The summer evening youth program serves young people from 8 to 24, seven days a week, providing a safe space for socializing and engaging in enriching activities. Besides sports, games and slime, it offers crafts, cooking and field trips. This summer the places they’ve gone include the movies, rock climbing, the Slime Museum (yes, that’s a thing) and Six Flags.
Our day camps, at Lincoln Square and further uptown at our Beacon program, have also offered a packed summer of activities. As a school-based program, the Beacon was part of the city’s Summer Rising initiative, which paired camp in the afternoon with academics in the morning. This year’s theme for Beacon campers was inventions: the young people studied historic innovations such as cellphones, radio, automobiles and braille, then shared their own creative products in an “Invention Convention.”
Lincoln Square operated as a traditional day camp. “We tried to make sure we were outdoors as much as possible,” said Director Tamika Gayle. The young people went on lots of field trips, including to the Brooklyn Botanical Garden and Bronx Zoo. They also had fun with traditional activities like Water Games and an end-of-camp carnival.
Last year our summer Performing Arts Conservatory went entirely online. This year the young performers were back—and excited to train and perform in person.
As always, the Conservatory combined professional lessons in drama, music, singing and dance with intensive work on a final project: an original performance of a show called “Asata in Technoland.” This year, in addition to learning and performing the whole show, the campers wrote it.
Avery Pierre-Collins had some reservations about a whole summer’s worth of theater camp but as Community Arts Manager Amanda Hopper says, once he got started, “we couldn’t get him to stop singing and dancing!”
“It was fun because you got to do things,” said Avery. “I got to learn how to train my body in different ways and to be more flexible, and to use my voice.”
They performed the show in mid-August before a rapturous audience of family and friends at the Riverside Church auditorium. Then they celebrated together—a fitting end to another summer of fun and learning.
—————
Task set →
A: Summarize the summer programs article in two sentences.
B: Copy the passage of the summer programs article starting at "Lincoln Square operated" and ending at "campers wrote it.".
C: Answer these questions using the summer programs article:
(i) What ages does the summer evening youth program serve?
(ii) Who is the director quoted about the Lincoln Square camp?
(iii) Where did the Conservatory campers perform their show?
Rely only on the summer programs article, not on the listing.

Data lines →
—————
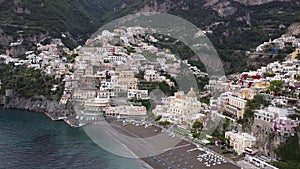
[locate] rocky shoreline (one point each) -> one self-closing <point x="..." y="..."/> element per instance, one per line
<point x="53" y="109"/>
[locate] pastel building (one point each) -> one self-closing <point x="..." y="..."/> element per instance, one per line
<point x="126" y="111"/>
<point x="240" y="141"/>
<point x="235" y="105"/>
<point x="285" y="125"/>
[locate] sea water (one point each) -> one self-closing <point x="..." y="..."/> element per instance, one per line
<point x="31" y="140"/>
—————
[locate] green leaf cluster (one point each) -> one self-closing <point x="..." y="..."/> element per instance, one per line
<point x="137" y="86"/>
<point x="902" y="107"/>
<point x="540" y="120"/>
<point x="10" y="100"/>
—————
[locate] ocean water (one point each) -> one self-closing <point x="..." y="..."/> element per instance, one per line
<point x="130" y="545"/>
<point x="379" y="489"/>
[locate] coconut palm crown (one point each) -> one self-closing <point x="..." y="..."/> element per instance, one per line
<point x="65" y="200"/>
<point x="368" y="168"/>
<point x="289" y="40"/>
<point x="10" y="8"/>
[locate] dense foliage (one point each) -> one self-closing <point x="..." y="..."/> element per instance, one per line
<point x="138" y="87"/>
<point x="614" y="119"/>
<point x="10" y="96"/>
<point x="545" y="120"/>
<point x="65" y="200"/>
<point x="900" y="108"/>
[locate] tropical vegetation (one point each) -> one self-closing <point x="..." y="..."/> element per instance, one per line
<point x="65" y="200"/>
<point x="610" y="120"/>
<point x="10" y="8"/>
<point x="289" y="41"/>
—————
Full solutions →
A: The summer evening youth program, the day camps at Lincoln Square and Beacon, and the Performing Arts Conservatory gave young people a full summer of activities, including field trips, an inventions theme at Beacon, and outdoor games at Lincoln Square. After a year online, the Conservatory was back in person, and its campers wrote and performed an original show, "Asata in Technoland," at the Riverside Church auditorium in mid-August.

B:
Lincoln Square operated as a traditional day camp. “We tried to make sure we were outdoors as much as possible,” said Director Tamika Gayle. The young people went on lots of field trips, including to the Brooklyn Botanical Garden and Bronx Zoo. They also had fun with traditional activities like Water Games and an end-of-camp carnival.
Last year our summer Performing Arts Conservatory went entirely online. This year the young performers were back—and excited to train and perform in person.
As always, the Conservatory combined professional lessons in drama, music, singing and dance with intensive work on a final project: an original performance of a show called “Asata in Technoland.” This year, in addition to learning and performing the whole show, the campers wrote it.

C:
(i) Young people from 8 to 24.
(ii) Tamika Gayle.
(iii) At the Riverside Church auditorium.